>> start
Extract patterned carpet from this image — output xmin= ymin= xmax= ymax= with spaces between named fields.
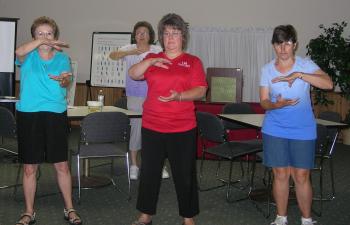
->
xmin=0 ymin=131 xmax=350 ymax=225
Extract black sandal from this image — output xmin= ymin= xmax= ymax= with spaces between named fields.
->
xmin=16 ymin=212 xmax=36 ymax=225
xmin=63 ymin=208 xmax=83 ymax=225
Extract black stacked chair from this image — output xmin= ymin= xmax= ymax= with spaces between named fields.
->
xmin=73 ymin=112 xmax=130 ymax=202
xmin=196 ymin=112 xmax=262 ymax=202
xmin=313 ymin=111 xmax=341 ymax=215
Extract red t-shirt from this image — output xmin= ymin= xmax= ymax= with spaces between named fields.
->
xmin=142 ymin=52 xmax=207 ymax=133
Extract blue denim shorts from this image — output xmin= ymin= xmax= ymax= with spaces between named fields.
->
xmin=262 ymin=134 xmax=316 ymax=169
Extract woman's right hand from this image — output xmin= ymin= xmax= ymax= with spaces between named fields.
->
xmin=40 ymin=38 xmax=69 ymax=51
xmin=150 ymin=58 xmax=171 ymax=69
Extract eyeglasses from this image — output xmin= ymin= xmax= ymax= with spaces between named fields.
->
xmin=135 ymin=31 xmax=149 ymax=36
xmin=163 ymin=32 xmax=181 ymax=38
xmin=35 ymin=31 xmax=53 ymax=37
xmin=274 ymin=41 xmax=294 ymax=47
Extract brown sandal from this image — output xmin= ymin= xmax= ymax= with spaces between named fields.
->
xmin=63 ymin=208 xmax=83 ymax=225
xmin=16 ymin=212 xmax=36 ymax=225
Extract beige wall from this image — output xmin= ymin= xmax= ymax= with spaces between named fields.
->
xmin=0 ymin=0 xmax=350 ymax=82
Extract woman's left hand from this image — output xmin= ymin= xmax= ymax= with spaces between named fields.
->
xmin=158 ymin=90 xmax=181 ymax=102
xmin=272 ymin=72 xmax=302 ymax=87
xmin=49 ymin=72 xmax=72 ymax=87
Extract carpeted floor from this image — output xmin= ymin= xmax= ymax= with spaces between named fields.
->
xmin=0 ymin=131 xmax=350 ymax=225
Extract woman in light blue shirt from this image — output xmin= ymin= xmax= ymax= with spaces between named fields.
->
xmin=16 ymin=16 xmax=82 ymax=225
xmin=260 ymin=25 xmax=333 ymax=225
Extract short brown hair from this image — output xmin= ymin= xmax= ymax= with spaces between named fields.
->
xmin=158 ymin=13 xmax=190 ymax=50
xmin=30 ymin=16 xmax=60 ymax=40
xmin=271 ymin=24 xmax=298 ymax=44
xmin=131 ymin=21 xmax=156 ymax=45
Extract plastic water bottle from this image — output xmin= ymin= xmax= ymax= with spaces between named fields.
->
xmin=97 ymin=89 xmax=105 ymax=106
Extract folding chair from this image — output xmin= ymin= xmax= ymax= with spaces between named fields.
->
xmin=69 ymin=112 xmax=130 ymax=202
xmin=196 ymin=112 xmax=262 ymax=202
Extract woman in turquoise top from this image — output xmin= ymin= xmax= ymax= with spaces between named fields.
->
xmin=16 ymin=17 xmax=82 ymax=225
xmin=260 ymin=25 xmax=333 ymax=225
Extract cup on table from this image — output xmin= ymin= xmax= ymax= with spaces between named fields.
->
xmin=87 ymin=101 xmax=103 ymax=113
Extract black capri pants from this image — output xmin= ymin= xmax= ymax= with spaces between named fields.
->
xmin=17 ymin=111 xmax=68 ymax=164
xmin=136 ymin=128 xmax=199 ymax=218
>> end
What you have to do:
Which lines in the records contain the word "sandal" with matching case? Find each one and copy it in full.

Full solution:
Extract black sandal from this image — output xmin= ymin= xmax= ymax= with spaces between named fields.
Extract brown sandal from this image — output xmin= ymin= xmax= ymax= with spaces between named fields.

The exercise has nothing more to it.